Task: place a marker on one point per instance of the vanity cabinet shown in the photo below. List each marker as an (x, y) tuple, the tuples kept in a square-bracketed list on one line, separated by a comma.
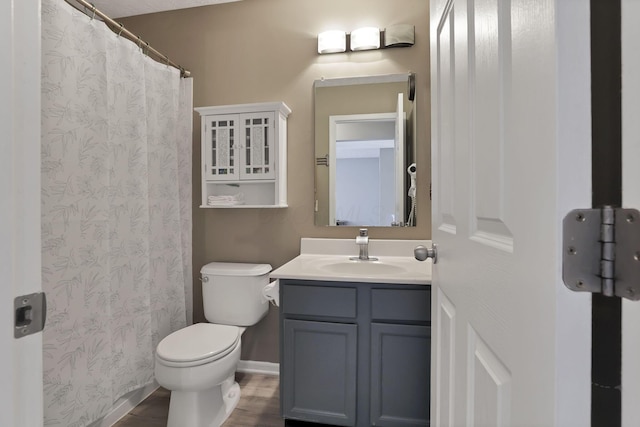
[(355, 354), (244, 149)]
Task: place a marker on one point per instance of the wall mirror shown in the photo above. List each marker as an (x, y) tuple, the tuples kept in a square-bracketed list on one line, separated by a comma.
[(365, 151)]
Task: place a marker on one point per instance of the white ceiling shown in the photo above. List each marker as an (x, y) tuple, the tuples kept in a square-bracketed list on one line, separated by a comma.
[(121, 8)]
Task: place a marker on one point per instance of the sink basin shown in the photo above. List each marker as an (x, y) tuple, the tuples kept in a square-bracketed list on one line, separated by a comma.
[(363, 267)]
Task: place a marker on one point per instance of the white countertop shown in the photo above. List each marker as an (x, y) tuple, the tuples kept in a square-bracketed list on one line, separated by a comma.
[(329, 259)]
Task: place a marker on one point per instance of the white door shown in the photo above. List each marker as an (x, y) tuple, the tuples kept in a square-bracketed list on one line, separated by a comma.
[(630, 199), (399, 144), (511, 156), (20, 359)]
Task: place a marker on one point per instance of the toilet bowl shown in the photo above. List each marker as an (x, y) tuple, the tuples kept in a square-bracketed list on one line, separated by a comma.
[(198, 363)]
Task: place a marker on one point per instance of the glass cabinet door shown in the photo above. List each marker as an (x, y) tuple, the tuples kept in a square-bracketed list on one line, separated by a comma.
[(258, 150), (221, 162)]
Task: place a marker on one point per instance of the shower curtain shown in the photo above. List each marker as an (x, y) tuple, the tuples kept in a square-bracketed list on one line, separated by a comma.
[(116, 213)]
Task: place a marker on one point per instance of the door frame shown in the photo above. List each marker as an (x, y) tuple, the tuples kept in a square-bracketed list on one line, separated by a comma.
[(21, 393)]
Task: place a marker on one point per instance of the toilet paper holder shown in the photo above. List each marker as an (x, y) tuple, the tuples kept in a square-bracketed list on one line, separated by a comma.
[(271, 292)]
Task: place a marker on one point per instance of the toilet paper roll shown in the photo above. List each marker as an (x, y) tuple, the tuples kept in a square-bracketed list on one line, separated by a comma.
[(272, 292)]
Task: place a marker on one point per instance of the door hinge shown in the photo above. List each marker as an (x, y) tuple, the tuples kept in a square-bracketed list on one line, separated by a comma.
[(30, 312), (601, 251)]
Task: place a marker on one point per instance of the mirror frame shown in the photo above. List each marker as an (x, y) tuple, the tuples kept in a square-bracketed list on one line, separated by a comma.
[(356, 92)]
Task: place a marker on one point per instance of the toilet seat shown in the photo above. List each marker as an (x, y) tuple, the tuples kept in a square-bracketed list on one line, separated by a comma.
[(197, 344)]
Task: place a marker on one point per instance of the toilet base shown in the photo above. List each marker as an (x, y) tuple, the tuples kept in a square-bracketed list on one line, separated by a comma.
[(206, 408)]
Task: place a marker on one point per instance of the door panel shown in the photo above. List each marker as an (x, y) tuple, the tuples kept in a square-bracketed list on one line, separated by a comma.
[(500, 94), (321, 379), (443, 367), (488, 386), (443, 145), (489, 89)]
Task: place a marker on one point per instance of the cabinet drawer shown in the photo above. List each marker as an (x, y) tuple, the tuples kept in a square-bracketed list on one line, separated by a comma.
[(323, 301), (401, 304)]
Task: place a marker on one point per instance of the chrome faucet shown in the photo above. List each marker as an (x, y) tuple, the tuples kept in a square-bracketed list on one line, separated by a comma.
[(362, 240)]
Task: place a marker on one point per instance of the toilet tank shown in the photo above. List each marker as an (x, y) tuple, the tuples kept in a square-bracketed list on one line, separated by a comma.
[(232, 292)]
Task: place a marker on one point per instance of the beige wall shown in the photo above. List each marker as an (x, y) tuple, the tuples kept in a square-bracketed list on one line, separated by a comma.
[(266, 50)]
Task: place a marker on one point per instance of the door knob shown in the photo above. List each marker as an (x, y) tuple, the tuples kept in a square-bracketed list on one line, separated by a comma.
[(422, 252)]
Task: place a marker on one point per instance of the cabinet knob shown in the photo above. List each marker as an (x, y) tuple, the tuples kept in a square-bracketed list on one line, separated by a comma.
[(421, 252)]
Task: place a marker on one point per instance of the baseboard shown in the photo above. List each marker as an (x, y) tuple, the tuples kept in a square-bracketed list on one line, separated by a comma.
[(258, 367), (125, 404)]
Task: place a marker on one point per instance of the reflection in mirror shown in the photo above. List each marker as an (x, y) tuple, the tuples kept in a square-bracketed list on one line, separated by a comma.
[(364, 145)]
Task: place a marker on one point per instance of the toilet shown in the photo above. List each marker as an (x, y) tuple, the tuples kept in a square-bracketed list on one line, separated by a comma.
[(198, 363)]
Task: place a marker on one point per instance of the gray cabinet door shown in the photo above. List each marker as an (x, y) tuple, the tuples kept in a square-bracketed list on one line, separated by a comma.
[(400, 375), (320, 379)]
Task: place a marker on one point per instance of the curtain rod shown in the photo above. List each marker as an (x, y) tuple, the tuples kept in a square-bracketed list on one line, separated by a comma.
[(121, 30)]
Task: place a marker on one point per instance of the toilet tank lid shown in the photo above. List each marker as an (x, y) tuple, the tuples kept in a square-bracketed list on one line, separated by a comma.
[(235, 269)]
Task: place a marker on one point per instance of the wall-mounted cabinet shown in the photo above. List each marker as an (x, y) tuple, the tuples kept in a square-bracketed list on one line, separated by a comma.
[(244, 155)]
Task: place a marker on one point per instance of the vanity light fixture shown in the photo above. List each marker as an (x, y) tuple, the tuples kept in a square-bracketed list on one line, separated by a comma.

-*-

Each line above is to be copied verbatim. Drop any image from the copy.

Task: place a marker on one point per instance of the vanity cabinet shown in the photo below. List each marker as an (x, y) tuple, the tuples kept in a square-bracketed list on one line, separated by a comma.
[(355, 354), (244, 149)]
Task: place a marker on one point per instance of the wall mirror shown in the photo above. List each marker as an (x, y) tuple, the tuples kept in a square-bracketed list on one line, separated by a comma.
[(365, 151)]
Task: place a marker on one point per instance of the white ceiling shown in the photo above. List each marker as an (x, y) tuple, the tuples kept in a square-bracketed list on one line, separated by a comma.
[(121, 8)]
Task: place a marker on one point per instance of the sink basin shown in the photo above. List each marker as an (x, y) tuple, the tuples kept in a square-bracketed list on one line, separated by a comma.
[(363, 267)]
Task: place a marker on one point per instance of the white countertop shown in the photo above. List each marker as an (x, y) tuple, the tuples kept in a square-bracketed list on one line, separated by a comma.
[(329, 259)]
Task: place a marker on one point per instance of the white door shown in the photo above. List each marker as an (x, y) tuple, the tuples kept in a square-bracketed list on one line, separated by a comma.
[(630, 199), (399, 144), (511, 156), (20, 359)]
Task: place a marker on one point per instance of the toilet bowl shown in the photo above. List each marker as an (x, y) tuple, the tuples kept in a square-bracketed list on one line, separated by a comma.
[(198, 363)]
Task: place a marker on one point per instance of the glass cabinet door shown in the photo above. List each marker as an (x, y) tuple, the tuples kept in a square-bracketed list on one line, separated by a comma.
[(258, 150), (221, 162)]
Task: place a marker on one point per instance of the shower curtain shown in the photo above. List each marker as an (x, y) tuple, the tuples kept in a square-bracketed list on one line, separated by a comma.
[(116, 213)]
Task: place a marker on one point per instance of the door frame shown in the photo above. List each marker as an (x, y) tuple, the tuples kept in a square-bracketed list on one line, separated by a comma.
[(21, 393)]
Task: place a marker on one point per instance of the toilet paper holder shown in the photo above. List each marker as an (x, y) tuple, the tuples kept in a square-bracketed list on one line, separated by a comma.
[(271, 292)]
Task: place a marker on one point per instance of the toilet paper roll shown in the photo above. List each marker as an (x, y) tuple, the tuples kept in a square-bracketed list on one line, separated by a comma.
[(272, 292)]
Task: place a marker on one point per instance of the door hinge shown in the photo above. List each marker as an (x, y) tuple, the tuples kept in a square-bracketed list on one line, separated by a comma.
[(30, 312), (601, 251)]
Task: place a marker on one point per instance of the mirror frame shown in the photo above. List each marker as an (x, y) tuple, the tuples kept in a square-bracketed list on one line, separated by a comma.
[(356, 92)]
Task: place a marker on one point per instance of the toilet seat shown in the photo above. List each marker as an (x, y) tuple, the tuples kept in a square-bracketed list on one line, separated by a comma.
[(197, 344)]
Task: place a marker on one point per instance of the toilet base shown in the photo above. List each marker as an (x, y) tuple, the tuples kept in a square-bracketed list on one line, separated by a comma.
[(206, 408)]
Task: place a marker on one point per instance of the door panel shown in the photo above. List each marker as an (x, y) tuple, the tuples kept in a square-bracketed list on one line, separated by a comma.
[(500, 94), (321, 379), (443, 367), (488, 386), (443, 145), (489, 89)]
Task: place a marker on one point per instance of the cabinet drawer shown in the photo above. List each marker as an (x, y) tuple, the tuples kept in a square-bracketed list on one line, separated by a comma.
[(323, 301), (401, 304)]
Task: place a marker on one point per instance of the chrome faucet shown in the photo above. List each marker as an (x, y) tuple, the tuples kept in a square-bracketed list on one line, separated by a comma.
[(362, 240)]
Task: place a marker on one point per instance of the toilet tank shown in the photo above. List each marker as an (x, y) tuple, the tuples kept in a square-bracketed list on one line, separated by a comma.
[(232, 292)]
Task: place a marker on one point per instance of the beige wall shown in the photo above. List each marker as an (x, y) tuple, the tuples kept in a square-bracketed list on one line, separated by a comma.
[(266, 50)]
Task: place a marker on one point per instance of the door knob shown in the photo above. List each marker as an (x, y) tuple, the tuples kept in a square-bracketed list on one line, separated by a comma.
[(422, 252)]
Task: place a marker on one point per instance of the cabinet knob shown in the photo above. List each marker as an (x, y) tuple, the tuples kept in a square-bracketed list on one line, separated by a comma.
[(421, 252)]
Task: place a marker on one point per instance of the baseboard shown in the photo above. List each marker as an (x, y) tuple, the tuples kept in a square-bracketed list on one line, separated by a comma.
[(258, 367), (125, 404)]
Task: place a marker on one point per instance of the reflection in mirror shown in the photo above. List each marker as an (x, y) tuple, the tuples kept in a square-bracketed list on one line, separated by a comma.
[(364, 145)]
Task: place a marker on one point per instance of the toilet shown in the photo above. List each marker as an (x, y) tuple, the tuples kept in a square-bracketed list on one line, separated by a comma.
[(198, 363)]
Task: place a marker on one point per instance of the gray cabinet door shown in the photo above. List each marker as an (x, y) tuple, the tuples kept in a square-bracketed list on one line, separated by a comma.
[(400, 375), (320, 379)]
Task: place a marker on one point per instance of the curtain rod shown in the photo above. List each marker as an (x, y) tuple, the tuples kept in a square-bracketed list on one line, separated by a comma.
[(121, 30)]
Task: place a marker on one point per instance of the toilet tank lid shown in the photo above. List each marker as an (x, y) tuple, the tuples kept in a square-bracketed list on one line, separated by a comma.
[(235, 269)]
Task: place a marker on one point per instance of the wall-mounted cabinet shown in the photo above. List each marker as an (x, y) tuple, the tuples kept in a square-bracketed list on one line, separated by a comma.
[(244, 155)]
Task: place a marker on one point per instance of the vanity light fixture shown in the photo above. List each marker as an (x, y) tuple, the tuples kept in a square-bracketed list on one line, separated by a comma.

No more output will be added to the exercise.